** Opening MATERIAL PROVIDED block **

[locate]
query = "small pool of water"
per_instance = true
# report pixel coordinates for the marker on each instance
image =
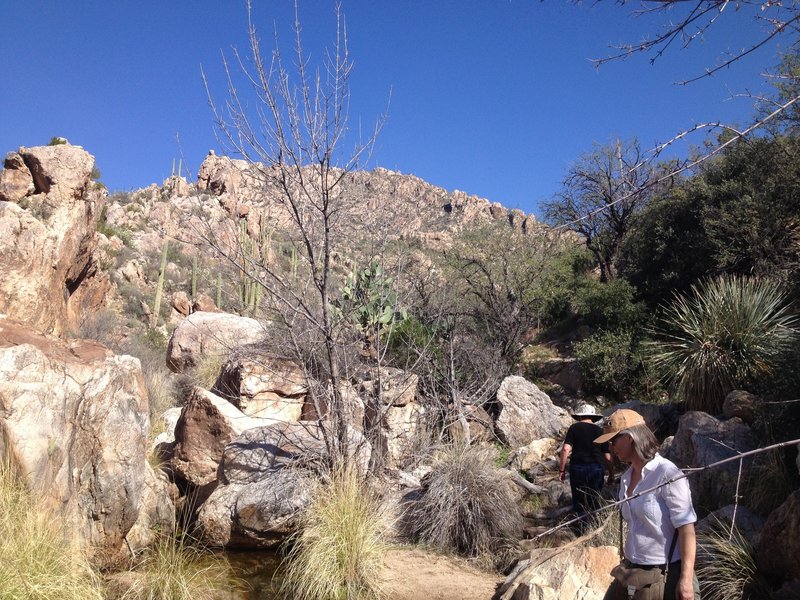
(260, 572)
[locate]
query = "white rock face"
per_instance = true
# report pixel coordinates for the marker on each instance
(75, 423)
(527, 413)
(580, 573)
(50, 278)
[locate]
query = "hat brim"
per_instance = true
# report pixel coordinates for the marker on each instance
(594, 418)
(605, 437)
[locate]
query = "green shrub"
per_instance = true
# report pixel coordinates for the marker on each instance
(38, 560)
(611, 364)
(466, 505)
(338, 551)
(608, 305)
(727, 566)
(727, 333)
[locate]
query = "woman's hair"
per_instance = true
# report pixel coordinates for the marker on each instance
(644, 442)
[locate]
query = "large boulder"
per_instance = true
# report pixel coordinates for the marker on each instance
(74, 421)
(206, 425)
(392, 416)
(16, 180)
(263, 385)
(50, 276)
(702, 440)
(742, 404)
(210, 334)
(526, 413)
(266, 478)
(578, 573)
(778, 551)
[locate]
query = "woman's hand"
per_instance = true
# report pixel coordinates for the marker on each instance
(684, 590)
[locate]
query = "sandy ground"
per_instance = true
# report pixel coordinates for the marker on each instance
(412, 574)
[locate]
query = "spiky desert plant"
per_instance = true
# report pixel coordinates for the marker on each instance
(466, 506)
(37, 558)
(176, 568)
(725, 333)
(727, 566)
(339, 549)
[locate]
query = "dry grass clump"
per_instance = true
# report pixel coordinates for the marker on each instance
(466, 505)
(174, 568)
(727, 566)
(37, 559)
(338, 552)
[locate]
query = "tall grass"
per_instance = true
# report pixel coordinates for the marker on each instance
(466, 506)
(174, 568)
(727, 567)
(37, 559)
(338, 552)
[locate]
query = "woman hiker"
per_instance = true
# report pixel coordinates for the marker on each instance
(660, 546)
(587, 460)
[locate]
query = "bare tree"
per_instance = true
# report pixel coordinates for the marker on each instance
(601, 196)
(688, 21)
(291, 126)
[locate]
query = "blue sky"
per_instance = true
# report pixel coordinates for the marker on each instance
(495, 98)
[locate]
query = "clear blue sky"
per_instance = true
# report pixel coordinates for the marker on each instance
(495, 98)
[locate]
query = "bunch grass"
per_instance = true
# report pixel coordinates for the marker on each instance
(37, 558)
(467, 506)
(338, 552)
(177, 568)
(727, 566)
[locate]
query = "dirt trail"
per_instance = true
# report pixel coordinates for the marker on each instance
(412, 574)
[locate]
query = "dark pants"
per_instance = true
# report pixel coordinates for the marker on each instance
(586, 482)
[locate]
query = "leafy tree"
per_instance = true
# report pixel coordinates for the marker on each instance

** Closing MATERIAL PROVIDED block **
** Opening MATERIAL PROVIDED block **

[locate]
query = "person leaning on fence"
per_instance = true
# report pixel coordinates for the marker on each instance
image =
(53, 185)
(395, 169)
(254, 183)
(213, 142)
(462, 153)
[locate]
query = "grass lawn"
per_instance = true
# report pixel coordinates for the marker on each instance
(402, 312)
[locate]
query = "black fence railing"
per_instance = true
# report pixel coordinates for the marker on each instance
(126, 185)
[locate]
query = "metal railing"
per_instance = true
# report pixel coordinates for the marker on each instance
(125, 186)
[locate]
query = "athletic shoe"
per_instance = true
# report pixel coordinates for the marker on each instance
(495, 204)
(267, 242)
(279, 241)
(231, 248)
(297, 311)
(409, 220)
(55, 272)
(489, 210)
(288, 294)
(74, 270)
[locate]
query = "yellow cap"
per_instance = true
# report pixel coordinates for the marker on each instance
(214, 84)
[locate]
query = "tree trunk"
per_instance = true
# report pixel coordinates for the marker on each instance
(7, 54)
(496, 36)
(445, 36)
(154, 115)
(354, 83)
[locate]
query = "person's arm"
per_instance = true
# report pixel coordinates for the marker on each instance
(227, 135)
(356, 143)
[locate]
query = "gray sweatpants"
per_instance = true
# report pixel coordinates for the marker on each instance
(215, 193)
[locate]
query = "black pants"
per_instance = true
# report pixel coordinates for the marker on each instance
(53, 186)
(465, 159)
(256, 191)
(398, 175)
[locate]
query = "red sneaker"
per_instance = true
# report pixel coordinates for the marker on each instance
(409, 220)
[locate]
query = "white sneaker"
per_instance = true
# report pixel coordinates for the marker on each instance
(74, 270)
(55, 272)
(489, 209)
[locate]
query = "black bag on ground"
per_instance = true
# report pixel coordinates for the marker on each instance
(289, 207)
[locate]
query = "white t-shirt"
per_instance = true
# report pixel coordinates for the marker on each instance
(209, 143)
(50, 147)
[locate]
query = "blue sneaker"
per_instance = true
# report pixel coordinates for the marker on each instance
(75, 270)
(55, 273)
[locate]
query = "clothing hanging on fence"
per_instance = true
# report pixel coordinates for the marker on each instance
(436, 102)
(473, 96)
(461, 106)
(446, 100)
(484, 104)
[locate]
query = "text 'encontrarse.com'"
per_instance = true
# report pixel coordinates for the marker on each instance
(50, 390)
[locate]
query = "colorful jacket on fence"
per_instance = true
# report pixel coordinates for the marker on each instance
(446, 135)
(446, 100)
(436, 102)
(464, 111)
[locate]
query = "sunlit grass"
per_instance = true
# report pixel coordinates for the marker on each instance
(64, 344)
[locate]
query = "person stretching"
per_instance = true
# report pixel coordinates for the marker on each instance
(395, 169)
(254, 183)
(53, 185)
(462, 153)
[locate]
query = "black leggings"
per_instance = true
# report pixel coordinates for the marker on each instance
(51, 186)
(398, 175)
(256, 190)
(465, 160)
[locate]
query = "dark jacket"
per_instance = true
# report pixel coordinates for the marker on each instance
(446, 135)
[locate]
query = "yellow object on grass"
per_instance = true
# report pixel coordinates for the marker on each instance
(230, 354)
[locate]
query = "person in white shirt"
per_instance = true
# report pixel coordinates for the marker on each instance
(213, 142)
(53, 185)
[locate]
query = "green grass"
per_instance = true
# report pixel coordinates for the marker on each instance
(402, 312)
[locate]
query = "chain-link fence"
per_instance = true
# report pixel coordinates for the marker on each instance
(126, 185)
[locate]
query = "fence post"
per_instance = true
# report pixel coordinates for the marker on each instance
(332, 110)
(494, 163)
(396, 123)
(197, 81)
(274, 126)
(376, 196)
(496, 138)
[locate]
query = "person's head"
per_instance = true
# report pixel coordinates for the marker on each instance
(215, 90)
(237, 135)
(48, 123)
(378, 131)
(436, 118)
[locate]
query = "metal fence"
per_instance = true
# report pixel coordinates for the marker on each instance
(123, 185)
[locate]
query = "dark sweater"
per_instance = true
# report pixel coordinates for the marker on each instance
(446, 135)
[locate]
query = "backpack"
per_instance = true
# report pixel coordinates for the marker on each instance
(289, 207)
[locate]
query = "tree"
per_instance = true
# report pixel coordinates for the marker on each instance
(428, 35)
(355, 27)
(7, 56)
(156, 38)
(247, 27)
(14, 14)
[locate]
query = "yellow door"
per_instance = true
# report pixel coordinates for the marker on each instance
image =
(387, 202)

** Closing MATERIAL PROVIDED block **
** Opening MATERIAL PROVIDED block **

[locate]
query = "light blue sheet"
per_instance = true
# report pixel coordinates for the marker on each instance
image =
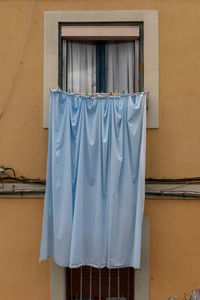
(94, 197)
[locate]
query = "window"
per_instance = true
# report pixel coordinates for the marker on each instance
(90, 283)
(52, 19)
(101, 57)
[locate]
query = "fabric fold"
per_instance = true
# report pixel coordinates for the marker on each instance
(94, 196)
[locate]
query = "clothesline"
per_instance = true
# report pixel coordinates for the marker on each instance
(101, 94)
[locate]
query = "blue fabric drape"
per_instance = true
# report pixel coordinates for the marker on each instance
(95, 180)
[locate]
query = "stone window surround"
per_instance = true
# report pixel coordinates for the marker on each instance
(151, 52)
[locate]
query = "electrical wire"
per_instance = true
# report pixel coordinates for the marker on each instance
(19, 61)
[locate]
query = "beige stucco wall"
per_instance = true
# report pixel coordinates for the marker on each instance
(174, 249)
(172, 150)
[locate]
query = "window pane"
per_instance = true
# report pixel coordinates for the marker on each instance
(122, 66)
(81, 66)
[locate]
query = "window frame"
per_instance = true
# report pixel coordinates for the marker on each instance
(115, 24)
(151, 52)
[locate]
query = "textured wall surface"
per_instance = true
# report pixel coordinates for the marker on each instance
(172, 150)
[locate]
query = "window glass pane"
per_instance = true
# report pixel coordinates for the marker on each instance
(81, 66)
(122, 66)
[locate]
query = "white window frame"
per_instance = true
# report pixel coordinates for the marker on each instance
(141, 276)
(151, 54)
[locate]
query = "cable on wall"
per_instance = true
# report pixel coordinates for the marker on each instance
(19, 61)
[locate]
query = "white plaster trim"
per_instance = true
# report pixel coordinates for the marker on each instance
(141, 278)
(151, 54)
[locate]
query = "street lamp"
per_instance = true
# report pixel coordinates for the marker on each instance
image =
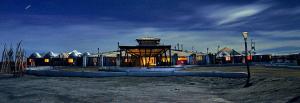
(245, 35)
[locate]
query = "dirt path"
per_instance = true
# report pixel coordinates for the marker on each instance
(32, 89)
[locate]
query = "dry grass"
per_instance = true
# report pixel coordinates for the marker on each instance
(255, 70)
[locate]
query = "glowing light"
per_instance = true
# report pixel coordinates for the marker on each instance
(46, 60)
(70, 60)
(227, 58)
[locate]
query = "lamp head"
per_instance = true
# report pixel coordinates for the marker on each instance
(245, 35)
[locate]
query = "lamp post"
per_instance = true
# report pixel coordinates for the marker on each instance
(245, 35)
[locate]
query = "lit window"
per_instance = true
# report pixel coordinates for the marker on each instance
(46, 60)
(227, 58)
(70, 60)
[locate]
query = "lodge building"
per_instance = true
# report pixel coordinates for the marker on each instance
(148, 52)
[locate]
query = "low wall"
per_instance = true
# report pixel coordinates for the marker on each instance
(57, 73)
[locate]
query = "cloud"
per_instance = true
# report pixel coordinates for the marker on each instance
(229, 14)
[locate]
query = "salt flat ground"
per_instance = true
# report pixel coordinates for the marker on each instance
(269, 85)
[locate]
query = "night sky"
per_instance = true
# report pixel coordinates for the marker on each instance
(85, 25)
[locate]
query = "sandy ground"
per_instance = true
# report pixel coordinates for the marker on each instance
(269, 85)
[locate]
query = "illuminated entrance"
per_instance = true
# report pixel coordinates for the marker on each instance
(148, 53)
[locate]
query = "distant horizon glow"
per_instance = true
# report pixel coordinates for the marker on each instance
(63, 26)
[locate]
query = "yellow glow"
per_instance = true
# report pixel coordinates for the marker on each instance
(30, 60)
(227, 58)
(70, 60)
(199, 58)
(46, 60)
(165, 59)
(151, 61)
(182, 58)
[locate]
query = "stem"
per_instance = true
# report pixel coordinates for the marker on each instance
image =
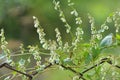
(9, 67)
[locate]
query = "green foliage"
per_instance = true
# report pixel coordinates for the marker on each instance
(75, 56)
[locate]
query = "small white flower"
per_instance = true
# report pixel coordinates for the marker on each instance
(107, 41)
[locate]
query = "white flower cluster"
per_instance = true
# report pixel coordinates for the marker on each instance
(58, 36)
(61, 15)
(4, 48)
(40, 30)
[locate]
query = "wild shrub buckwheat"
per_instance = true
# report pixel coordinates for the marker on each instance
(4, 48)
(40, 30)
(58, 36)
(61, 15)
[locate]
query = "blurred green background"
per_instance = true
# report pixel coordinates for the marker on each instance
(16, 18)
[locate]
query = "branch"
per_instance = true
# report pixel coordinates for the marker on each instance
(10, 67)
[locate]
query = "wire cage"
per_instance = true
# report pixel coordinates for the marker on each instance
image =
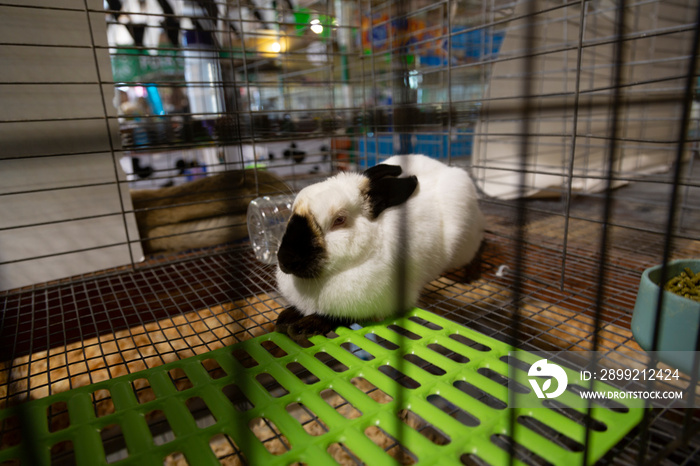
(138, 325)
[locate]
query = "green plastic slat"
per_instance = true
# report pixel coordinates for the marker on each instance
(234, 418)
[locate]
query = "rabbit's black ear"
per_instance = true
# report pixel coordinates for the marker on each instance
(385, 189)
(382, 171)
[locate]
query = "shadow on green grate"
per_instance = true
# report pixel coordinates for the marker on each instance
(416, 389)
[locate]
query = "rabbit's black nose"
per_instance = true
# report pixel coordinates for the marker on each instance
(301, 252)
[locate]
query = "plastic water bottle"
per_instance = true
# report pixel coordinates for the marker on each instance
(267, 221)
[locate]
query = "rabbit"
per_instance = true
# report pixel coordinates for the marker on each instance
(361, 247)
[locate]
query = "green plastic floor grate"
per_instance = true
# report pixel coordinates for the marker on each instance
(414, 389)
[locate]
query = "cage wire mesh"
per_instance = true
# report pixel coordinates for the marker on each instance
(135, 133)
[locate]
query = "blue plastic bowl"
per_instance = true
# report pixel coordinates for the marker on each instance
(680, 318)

** Closing MATERIAL PROVIDED block **

> **TASK OBJECTIVE**: Search term "dark": return each line of the data that contains it.

> **OUTPUT BELOW**:
query = "dark pants"
query = "dark jacket"
query = "dark sweater"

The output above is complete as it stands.